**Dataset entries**
_ _ _ _ _

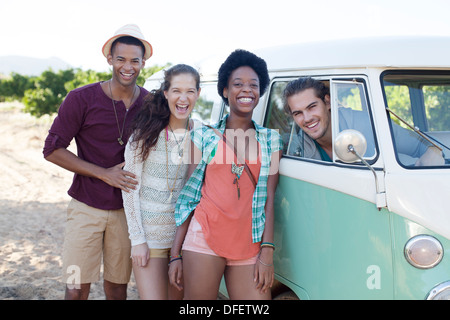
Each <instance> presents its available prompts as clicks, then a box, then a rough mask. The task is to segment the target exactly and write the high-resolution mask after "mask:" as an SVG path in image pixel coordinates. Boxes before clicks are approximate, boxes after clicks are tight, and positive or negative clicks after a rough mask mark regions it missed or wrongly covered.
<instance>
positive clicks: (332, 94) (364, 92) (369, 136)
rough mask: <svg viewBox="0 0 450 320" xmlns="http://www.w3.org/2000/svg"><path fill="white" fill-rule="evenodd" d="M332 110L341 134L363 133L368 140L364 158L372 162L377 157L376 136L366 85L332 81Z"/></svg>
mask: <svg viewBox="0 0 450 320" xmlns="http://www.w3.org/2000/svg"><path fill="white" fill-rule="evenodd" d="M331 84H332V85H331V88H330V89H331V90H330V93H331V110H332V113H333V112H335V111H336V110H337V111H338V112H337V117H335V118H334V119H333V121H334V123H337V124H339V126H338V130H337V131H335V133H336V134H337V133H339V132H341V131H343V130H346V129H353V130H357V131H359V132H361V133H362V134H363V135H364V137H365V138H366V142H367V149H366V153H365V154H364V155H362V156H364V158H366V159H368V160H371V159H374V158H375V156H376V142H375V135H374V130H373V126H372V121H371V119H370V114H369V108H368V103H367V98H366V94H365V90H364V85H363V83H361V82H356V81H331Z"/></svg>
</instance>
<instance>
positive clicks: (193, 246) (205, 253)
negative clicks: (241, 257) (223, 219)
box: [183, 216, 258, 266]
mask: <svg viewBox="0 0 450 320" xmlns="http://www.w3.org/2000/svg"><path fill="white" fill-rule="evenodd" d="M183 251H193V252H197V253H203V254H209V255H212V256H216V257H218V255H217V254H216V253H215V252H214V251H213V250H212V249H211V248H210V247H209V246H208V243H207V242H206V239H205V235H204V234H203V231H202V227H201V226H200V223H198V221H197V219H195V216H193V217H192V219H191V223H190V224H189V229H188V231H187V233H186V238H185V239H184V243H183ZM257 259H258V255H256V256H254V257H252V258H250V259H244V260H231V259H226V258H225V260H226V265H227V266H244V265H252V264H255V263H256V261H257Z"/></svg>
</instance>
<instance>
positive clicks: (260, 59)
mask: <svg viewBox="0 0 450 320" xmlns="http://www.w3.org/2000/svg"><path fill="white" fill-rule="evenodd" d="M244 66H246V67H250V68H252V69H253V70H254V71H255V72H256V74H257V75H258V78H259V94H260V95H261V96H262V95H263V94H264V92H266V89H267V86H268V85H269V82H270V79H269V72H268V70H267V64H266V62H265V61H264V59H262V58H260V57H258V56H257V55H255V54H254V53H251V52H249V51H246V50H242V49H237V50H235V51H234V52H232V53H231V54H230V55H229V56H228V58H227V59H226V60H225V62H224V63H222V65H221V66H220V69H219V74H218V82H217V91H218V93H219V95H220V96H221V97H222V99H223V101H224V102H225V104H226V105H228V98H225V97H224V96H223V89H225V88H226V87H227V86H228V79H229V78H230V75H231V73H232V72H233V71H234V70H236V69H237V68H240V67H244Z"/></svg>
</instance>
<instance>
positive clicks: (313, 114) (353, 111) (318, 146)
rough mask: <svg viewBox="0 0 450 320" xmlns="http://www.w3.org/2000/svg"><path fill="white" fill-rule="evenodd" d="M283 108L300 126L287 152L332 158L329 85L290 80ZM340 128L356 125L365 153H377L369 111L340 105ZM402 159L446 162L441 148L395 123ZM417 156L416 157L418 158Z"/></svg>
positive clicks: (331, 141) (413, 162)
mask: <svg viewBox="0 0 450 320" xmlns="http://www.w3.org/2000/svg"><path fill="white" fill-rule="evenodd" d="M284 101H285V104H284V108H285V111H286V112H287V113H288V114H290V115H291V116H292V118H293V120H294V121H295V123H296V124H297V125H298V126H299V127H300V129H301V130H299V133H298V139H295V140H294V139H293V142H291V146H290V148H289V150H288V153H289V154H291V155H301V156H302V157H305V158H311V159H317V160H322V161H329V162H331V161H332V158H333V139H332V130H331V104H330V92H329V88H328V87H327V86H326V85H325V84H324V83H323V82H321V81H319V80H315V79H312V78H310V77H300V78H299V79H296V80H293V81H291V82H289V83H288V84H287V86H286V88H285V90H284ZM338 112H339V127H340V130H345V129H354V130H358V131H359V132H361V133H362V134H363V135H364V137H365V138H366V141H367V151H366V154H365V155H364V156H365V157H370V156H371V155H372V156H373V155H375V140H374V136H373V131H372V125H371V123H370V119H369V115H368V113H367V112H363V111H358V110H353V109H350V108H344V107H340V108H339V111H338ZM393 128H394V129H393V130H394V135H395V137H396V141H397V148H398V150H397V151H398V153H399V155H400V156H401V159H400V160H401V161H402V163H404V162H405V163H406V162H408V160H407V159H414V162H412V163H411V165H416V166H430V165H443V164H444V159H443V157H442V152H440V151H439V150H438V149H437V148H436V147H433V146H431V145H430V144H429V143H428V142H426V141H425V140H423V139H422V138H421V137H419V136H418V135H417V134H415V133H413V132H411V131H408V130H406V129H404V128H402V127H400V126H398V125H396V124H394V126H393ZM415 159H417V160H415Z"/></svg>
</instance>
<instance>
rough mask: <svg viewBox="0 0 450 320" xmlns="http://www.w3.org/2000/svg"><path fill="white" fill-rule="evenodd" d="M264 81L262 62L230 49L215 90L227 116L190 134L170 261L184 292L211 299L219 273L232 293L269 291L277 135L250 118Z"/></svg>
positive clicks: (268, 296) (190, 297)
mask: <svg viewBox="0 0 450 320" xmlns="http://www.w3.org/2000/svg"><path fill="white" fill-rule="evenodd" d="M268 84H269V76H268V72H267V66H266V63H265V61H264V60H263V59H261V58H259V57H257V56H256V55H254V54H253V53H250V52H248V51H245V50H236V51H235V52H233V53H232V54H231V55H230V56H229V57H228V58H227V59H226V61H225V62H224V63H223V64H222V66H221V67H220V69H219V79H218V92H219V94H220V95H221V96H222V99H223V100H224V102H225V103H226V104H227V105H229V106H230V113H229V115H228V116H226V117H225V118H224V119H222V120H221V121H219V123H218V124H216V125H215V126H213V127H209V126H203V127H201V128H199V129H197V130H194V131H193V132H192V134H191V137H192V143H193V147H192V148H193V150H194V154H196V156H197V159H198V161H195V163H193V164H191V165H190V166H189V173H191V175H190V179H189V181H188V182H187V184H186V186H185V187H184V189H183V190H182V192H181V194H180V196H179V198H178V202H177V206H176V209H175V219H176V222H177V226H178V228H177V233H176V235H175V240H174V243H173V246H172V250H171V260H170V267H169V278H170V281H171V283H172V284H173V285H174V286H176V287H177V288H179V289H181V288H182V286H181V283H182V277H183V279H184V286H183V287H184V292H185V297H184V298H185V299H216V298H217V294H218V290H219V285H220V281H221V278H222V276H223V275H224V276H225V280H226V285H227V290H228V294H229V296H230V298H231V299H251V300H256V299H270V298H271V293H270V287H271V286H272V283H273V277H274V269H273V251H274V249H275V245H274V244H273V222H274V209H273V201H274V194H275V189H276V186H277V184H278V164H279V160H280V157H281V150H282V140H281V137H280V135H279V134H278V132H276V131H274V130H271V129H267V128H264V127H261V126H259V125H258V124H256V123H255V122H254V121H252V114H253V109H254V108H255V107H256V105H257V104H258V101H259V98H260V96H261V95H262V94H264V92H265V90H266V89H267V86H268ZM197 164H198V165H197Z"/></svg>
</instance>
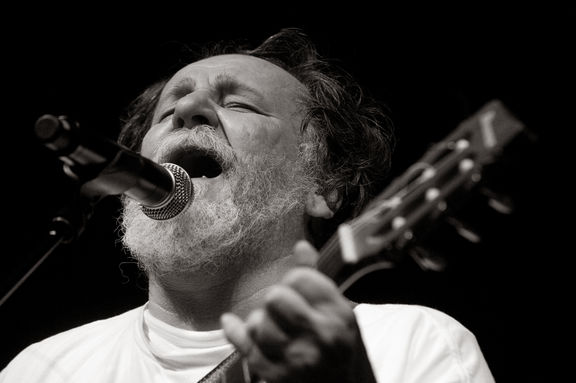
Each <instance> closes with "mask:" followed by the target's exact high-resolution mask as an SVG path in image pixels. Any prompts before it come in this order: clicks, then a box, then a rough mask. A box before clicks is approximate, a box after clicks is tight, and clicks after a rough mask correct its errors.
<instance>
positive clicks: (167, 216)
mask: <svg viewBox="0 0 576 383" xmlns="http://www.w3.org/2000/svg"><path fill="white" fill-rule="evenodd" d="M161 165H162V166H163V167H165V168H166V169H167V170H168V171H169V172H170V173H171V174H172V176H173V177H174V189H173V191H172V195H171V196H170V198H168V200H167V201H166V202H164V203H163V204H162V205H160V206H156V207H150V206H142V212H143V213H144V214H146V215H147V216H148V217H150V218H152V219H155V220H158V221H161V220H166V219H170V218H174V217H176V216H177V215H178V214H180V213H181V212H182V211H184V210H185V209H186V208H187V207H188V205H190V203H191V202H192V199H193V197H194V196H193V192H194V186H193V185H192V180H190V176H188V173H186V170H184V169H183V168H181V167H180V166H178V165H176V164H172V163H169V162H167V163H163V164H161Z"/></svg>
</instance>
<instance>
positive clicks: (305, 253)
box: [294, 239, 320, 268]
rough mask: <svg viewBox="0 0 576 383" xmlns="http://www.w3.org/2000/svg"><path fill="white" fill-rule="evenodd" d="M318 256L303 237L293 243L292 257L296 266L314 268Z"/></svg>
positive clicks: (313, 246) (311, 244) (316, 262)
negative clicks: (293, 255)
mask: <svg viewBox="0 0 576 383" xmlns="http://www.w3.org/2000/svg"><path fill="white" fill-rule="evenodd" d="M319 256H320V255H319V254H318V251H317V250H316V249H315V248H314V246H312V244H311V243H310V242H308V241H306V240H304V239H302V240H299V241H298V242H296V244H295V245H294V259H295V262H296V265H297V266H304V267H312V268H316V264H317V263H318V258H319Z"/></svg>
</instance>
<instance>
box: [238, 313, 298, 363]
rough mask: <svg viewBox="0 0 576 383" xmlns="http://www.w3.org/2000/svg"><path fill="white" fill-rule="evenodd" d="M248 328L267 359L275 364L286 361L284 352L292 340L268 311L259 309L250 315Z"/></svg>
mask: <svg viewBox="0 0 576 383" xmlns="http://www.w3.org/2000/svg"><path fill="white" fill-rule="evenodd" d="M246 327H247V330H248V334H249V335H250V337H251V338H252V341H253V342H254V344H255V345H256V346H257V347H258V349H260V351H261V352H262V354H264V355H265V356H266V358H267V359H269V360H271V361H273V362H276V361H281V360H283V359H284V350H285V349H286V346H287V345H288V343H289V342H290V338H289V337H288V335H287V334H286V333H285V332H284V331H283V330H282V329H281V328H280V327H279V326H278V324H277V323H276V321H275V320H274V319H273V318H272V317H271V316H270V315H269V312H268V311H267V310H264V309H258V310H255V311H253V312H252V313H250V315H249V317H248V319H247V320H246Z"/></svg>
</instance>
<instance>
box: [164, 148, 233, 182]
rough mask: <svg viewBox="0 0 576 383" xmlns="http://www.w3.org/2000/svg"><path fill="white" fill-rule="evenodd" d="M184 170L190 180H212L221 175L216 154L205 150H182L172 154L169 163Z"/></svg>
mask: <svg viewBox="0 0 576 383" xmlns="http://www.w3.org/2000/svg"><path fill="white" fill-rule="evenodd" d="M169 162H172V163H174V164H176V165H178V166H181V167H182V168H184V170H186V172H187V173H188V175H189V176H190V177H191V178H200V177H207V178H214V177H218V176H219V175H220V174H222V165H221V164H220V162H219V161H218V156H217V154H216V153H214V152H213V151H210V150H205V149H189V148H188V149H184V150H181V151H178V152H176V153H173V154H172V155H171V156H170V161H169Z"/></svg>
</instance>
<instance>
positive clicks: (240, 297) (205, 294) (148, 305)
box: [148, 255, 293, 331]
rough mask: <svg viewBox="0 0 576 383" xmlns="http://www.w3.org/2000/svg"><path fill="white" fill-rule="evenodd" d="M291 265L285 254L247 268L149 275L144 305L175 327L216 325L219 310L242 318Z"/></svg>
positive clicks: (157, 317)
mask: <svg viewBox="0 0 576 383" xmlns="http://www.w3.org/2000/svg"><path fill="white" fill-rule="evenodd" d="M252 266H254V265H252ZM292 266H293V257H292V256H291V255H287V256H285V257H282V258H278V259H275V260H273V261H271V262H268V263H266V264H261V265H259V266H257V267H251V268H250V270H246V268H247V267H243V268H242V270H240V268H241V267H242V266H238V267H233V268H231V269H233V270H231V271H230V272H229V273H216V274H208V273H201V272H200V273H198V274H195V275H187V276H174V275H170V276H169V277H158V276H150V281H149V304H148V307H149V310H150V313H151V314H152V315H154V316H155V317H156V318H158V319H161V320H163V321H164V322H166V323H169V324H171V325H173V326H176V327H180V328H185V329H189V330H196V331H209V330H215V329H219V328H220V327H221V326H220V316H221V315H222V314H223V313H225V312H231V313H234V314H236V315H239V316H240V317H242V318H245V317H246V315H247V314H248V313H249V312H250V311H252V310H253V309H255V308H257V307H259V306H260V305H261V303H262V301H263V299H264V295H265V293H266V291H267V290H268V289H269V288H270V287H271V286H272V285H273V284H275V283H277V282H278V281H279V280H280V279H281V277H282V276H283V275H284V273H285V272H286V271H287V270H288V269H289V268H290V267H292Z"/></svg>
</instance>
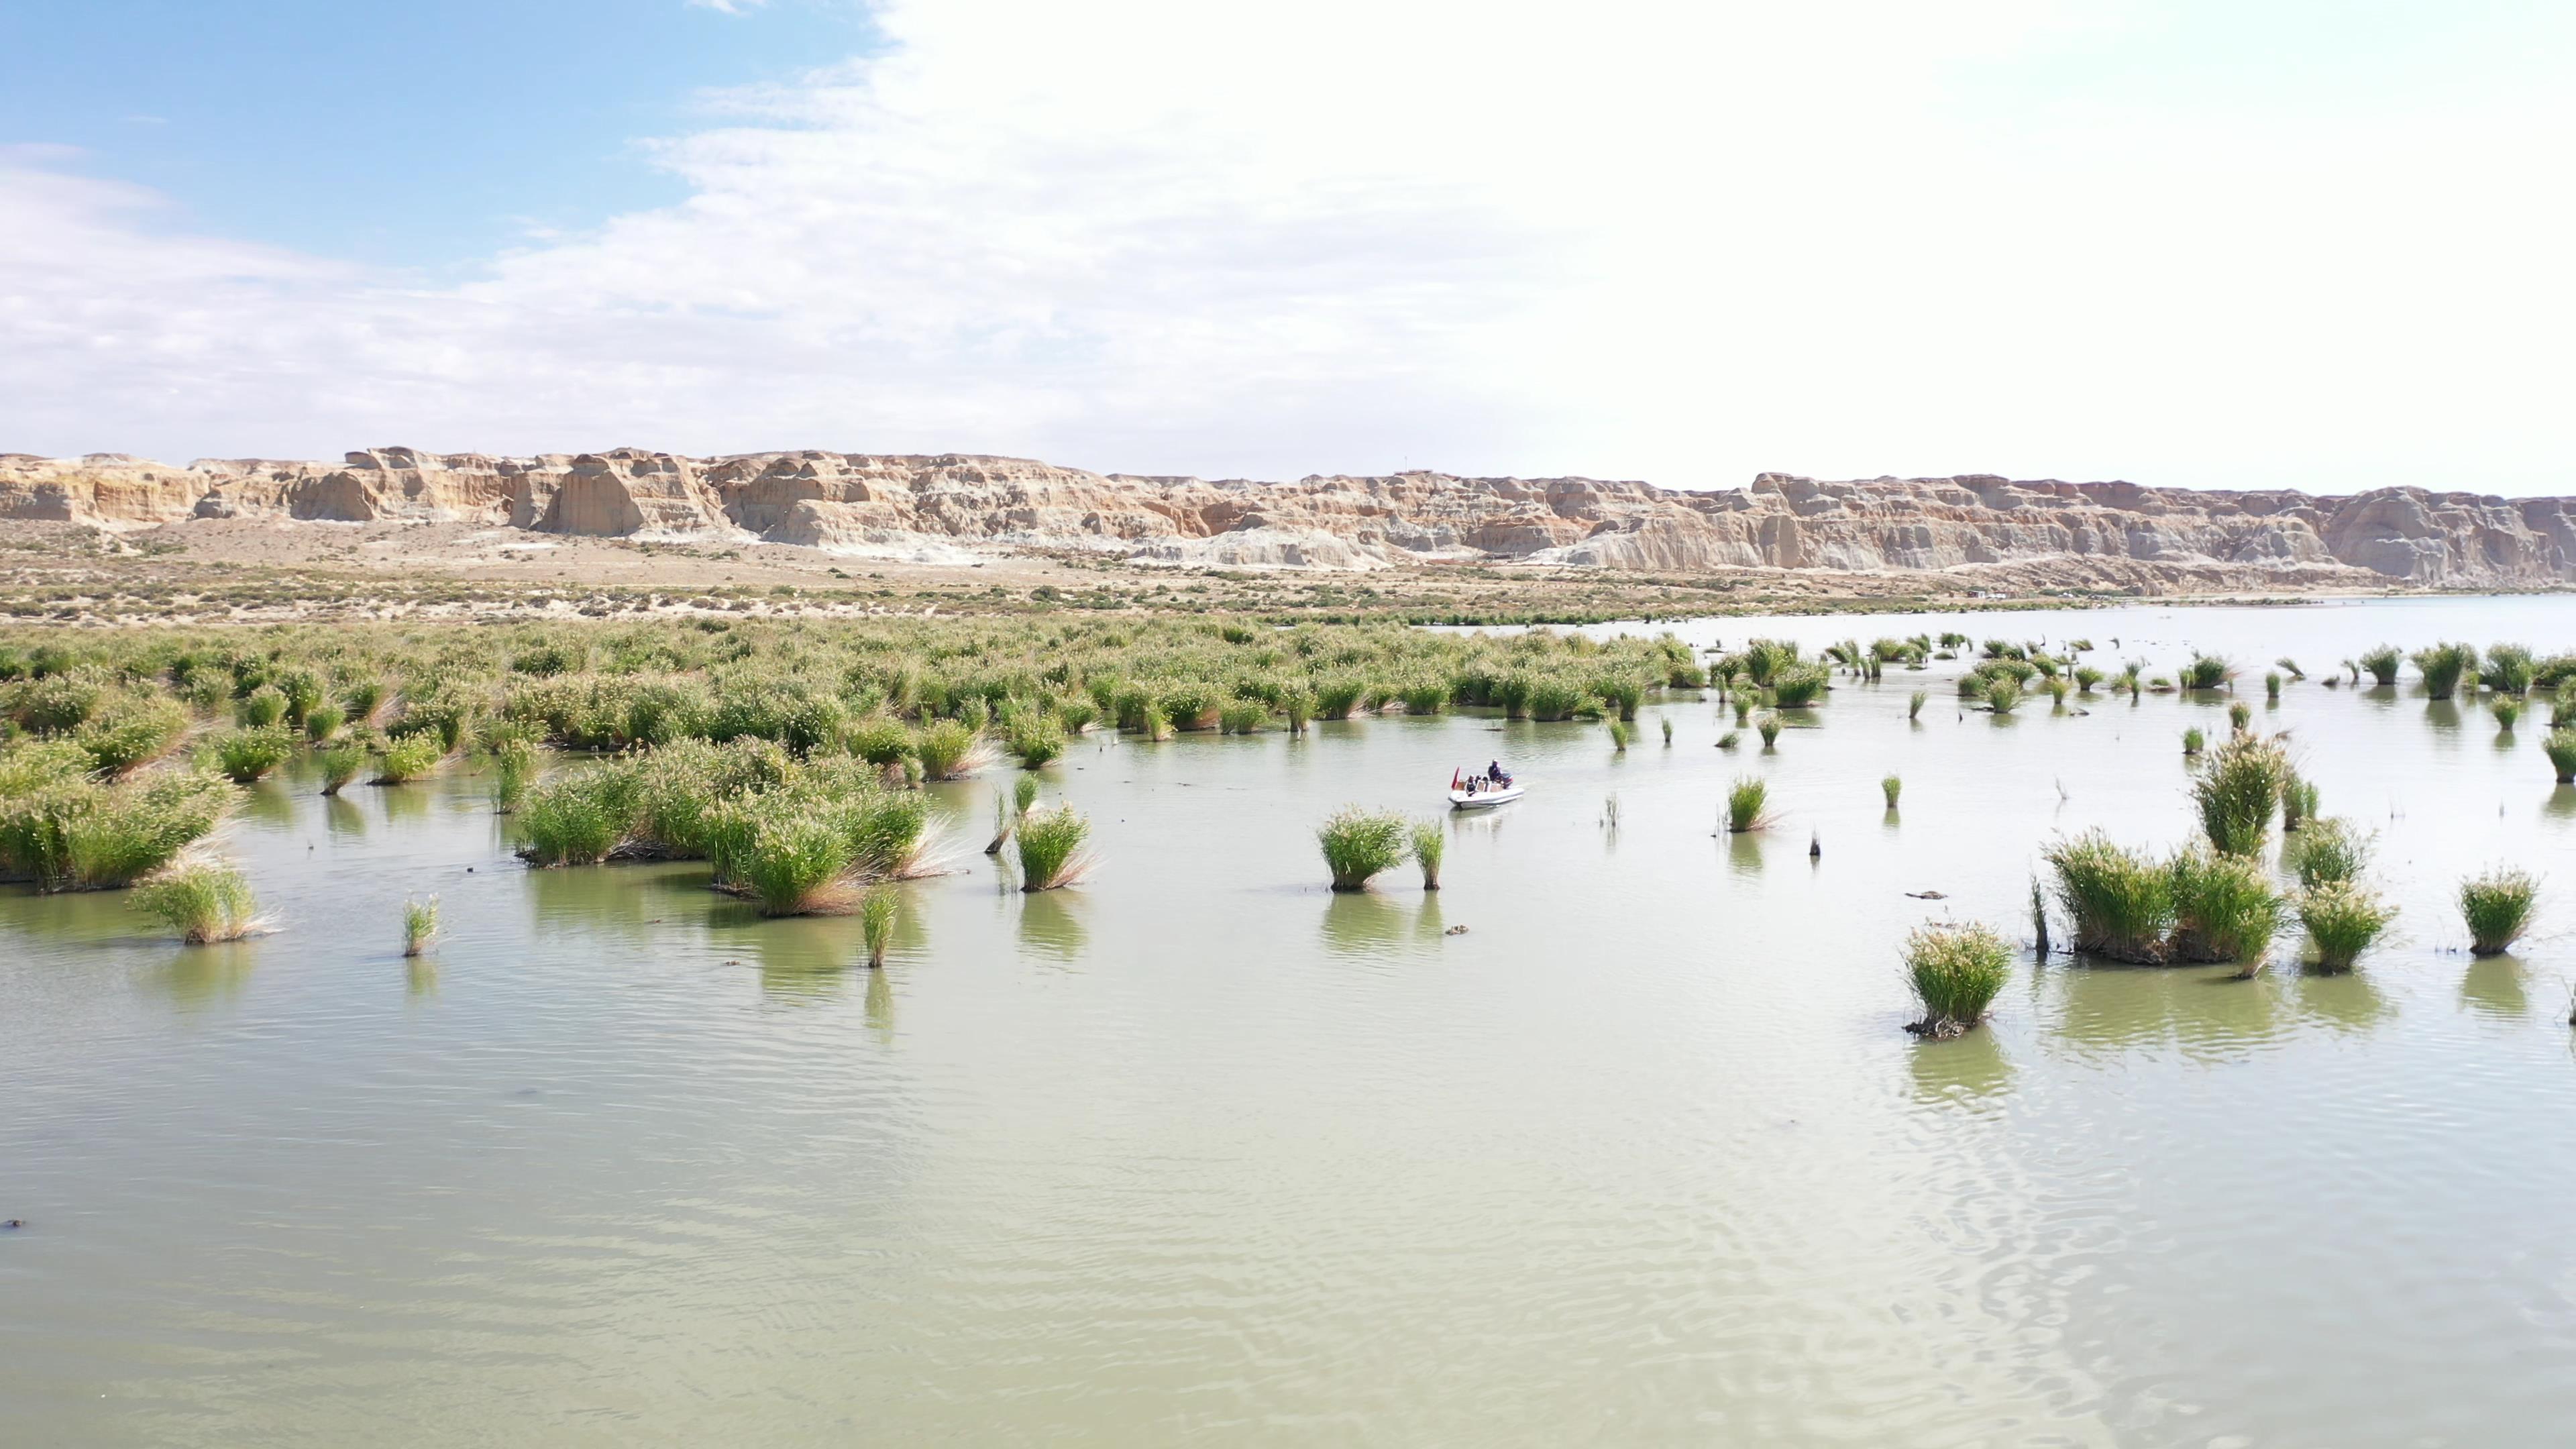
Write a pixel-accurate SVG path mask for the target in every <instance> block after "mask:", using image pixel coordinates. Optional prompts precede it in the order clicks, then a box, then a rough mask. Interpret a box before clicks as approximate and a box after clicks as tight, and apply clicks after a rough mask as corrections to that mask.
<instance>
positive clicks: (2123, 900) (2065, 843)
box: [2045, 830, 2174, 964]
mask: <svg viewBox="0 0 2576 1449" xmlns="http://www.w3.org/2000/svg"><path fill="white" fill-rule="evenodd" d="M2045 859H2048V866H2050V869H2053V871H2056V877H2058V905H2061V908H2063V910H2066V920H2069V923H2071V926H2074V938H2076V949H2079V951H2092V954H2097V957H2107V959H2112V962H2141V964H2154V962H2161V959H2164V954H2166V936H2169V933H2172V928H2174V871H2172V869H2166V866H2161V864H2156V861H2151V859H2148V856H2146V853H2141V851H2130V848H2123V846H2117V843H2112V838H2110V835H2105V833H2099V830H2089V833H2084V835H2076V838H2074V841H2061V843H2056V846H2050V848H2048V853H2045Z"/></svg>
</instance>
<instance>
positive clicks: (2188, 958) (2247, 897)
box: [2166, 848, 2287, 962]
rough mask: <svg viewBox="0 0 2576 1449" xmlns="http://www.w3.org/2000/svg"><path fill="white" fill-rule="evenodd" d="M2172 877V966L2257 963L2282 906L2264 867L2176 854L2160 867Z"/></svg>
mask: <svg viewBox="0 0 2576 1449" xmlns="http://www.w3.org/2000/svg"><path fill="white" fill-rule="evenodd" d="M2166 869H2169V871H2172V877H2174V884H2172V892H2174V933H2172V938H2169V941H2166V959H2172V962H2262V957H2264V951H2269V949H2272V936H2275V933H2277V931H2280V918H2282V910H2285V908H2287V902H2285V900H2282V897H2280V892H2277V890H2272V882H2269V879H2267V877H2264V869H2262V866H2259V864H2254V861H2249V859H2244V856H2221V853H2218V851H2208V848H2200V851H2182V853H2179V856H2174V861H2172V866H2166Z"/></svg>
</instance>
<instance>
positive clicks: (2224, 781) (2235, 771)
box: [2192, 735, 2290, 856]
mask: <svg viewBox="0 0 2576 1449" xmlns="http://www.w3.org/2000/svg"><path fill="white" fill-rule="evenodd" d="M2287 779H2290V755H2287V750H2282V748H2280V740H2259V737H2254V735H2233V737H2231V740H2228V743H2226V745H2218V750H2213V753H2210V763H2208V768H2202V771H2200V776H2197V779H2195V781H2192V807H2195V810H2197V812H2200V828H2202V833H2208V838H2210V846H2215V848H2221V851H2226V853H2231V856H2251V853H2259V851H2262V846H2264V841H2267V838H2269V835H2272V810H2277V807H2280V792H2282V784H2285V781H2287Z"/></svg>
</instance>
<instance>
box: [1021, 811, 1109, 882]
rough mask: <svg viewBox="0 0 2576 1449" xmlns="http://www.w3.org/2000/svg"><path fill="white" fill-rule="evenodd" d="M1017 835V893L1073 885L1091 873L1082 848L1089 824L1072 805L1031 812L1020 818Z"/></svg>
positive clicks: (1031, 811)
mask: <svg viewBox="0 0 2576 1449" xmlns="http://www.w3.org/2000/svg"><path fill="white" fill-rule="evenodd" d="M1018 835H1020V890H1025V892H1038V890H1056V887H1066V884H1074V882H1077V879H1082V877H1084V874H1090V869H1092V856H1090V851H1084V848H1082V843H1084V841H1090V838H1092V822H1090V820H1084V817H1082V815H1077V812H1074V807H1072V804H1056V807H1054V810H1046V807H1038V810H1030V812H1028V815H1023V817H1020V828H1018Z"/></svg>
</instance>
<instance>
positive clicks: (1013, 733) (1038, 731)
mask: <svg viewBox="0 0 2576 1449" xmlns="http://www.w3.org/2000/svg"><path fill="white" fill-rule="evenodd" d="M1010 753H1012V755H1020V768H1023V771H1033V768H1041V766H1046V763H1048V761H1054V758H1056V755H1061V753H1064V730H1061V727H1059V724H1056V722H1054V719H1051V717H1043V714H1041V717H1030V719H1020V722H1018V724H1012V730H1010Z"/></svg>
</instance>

_ _ _ _ _

**Your instructions**
The lines above from the one with "877V966L2257 963L2282 906L2264" through the one with "positive clicks: (2224, 781) (2235, 771)" are to be duplicated exactly, ends included, with nothing added.

**Solution for this task**
rough mask: <svg viewBox="0 0 2576 1449" xmlns="http://www.w3.org/2000/svg"><path fill="white" fill-rule="evenodd" d="M2172 877V966L2257 963L2282 906L2264 867L2176 854L2160 867Z"/></svg>
mask: <svg viewBox="0 0 2576 1449" xmlns="http://www.w3.org/2000/svg"><path fill="white" fill-rule="evenodd" d="M2166 869H2169V871H2172V877H2174V884H2172V892H2174V933H2172V938H2169V941H2166V959H2172V962H2262V957H2264V951H2269V949H2272V936H2275V933H2277V931H2280V918H2282V910H2285V908H2287V902H2285V900H2282V897H2280V892H2277V890H2272V882H2269V879H2267V877H2264V869H2262V866H2259V864H2254V861H2249V859H2244V856H2221V853H2218V851H2208V848H2200V851H2182V853H2179V856H2174V861H2172V866H2166Z"/></svg>
</instance>
<instance>
positive clicks: (2224, 781) (2235, 771)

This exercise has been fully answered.